Activity: Reproduce, exactly and in full, only the lines below from the one containing "Expected: one point per instance of the street" through the one containing "Expected: one point per instance of the pink".

Extracted entries:
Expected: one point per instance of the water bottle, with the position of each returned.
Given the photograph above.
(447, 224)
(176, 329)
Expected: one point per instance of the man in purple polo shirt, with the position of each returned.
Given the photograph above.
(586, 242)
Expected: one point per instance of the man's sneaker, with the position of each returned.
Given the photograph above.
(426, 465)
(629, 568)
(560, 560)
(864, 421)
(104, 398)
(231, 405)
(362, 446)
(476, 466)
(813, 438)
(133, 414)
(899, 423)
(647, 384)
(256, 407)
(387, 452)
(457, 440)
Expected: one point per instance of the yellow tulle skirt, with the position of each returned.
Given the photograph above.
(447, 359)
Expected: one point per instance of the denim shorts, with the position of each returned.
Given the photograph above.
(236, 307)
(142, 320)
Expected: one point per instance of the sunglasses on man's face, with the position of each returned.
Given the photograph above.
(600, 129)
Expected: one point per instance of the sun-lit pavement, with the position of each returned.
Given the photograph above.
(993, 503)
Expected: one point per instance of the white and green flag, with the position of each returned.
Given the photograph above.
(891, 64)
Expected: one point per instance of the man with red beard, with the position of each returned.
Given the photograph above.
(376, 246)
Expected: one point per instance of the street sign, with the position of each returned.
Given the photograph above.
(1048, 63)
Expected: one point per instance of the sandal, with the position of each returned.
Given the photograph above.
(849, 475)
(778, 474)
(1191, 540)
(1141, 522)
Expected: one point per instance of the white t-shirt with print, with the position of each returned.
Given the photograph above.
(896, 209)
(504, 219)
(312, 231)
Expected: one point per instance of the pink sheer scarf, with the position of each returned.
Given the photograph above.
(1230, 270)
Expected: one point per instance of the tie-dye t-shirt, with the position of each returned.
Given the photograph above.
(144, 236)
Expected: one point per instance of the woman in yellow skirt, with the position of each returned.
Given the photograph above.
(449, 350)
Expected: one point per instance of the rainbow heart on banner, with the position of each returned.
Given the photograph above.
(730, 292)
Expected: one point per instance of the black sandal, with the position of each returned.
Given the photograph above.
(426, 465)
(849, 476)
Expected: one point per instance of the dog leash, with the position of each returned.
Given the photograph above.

Problem solution:
Expected: one point per instance of the street sign, with the position of each returned.
Given the photograph above.
(1048, 63)
Expected: one point per instance of the sandal, with the position of each returned.
Given the photograph above.
(849, 475)
(778, 474)
(1191, 540)
(1141, 522)
Expected: one point per instance of the white t-shirt with print, with the position of each returned.
Given the photograph above.
(896, 209)
(504, 219)
(312, 231)
Expected: one point per instance of the pink sheer scarf, with the position of each returned.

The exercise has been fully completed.